Region pointing data
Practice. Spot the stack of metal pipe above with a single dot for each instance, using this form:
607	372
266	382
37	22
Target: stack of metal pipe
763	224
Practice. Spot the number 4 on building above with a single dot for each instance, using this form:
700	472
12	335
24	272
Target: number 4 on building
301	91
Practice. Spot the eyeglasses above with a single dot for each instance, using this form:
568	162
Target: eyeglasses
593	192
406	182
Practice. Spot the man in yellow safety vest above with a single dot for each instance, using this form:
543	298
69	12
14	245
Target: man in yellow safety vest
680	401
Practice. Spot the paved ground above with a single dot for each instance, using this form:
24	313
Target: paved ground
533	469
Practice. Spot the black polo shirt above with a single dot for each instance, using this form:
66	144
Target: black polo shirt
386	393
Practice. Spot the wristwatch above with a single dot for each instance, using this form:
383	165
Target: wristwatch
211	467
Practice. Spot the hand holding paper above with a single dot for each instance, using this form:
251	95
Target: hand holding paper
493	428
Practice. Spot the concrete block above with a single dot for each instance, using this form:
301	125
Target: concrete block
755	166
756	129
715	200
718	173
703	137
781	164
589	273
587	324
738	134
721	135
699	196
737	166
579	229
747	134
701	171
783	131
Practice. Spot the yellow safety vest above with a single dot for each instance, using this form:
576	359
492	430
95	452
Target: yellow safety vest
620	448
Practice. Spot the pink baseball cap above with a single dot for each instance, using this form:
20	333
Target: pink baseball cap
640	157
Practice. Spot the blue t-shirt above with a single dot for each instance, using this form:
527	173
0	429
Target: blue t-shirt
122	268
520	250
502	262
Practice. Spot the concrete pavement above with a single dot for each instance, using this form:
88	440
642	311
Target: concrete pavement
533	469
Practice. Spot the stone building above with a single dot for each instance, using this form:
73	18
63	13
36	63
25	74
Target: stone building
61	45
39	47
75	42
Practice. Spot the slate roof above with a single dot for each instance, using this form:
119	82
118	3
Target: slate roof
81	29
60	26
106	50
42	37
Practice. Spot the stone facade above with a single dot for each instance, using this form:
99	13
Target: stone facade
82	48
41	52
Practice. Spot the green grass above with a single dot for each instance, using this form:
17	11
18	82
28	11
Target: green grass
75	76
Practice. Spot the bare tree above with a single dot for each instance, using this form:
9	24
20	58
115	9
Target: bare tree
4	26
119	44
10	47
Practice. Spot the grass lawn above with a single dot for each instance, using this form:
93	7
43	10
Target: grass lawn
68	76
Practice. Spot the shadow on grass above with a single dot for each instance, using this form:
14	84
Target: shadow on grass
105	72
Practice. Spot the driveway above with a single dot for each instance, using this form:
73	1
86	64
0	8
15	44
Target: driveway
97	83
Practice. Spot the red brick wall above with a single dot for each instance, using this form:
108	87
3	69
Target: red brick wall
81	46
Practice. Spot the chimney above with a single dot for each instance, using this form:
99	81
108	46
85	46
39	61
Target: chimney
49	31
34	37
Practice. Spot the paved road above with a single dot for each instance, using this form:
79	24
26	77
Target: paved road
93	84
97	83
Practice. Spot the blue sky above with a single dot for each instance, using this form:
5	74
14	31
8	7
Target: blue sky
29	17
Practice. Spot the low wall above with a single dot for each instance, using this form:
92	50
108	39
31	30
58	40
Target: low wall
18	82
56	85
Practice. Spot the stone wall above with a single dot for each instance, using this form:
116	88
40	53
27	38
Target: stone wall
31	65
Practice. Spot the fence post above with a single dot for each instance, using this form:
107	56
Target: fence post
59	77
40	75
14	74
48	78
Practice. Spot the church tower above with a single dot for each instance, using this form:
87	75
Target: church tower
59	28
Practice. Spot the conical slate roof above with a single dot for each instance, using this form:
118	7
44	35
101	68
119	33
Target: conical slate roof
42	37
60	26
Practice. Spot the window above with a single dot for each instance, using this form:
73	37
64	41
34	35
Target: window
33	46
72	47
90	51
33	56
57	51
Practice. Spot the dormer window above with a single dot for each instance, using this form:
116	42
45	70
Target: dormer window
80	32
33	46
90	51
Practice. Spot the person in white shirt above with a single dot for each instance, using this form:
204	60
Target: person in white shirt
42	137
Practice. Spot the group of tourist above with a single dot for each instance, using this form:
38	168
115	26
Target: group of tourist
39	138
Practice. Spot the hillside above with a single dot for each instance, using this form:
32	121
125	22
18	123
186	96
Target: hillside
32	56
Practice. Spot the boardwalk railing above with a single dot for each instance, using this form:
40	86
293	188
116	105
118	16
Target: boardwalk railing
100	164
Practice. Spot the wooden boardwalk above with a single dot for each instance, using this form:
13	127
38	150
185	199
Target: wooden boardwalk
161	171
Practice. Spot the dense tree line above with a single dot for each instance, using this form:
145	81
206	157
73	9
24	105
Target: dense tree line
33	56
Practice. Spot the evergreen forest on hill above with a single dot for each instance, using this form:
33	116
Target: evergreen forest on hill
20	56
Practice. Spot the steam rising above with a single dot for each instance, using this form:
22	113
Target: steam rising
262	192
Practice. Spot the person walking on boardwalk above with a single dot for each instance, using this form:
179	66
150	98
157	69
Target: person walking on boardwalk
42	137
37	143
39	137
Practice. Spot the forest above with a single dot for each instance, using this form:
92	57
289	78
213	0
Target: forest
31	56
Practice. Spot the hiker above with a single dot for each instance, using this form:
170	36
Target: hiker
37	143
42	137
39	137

:: EXERCISE INSTRUCTIONS ::
After locating the line with "Practice. Spot the blue t-shirt" above, return that line and every later line through the one with "Practice. Spot the stone facade", word for word and with nothing else.

:: TASK RESPONSE ::
Practice. Spot the blue t-shirt above with a single dot for each instance, using this form:
527	173
0	429
Target: blue t-shirt
122	268
520	250
502	262
Practice. Spot the concrete pavement above with a single dot for each instance, using this form:
88	440
642	311
Target: concrete pavement
533	469
Practice. Spot the stone building above with a single dot for each instance, using this form:
73	18
63	13
36	63
25	74
Target: stone building
61	45
39	47
75	42
Practice. Spot the slate roof above with a single dot for each instance, using this form:
119	82
118	3
Target: slate roof
81	29
60	26
106	50
42	37
Practice. Spot the stone facade above with a single dot for each instance, using this form:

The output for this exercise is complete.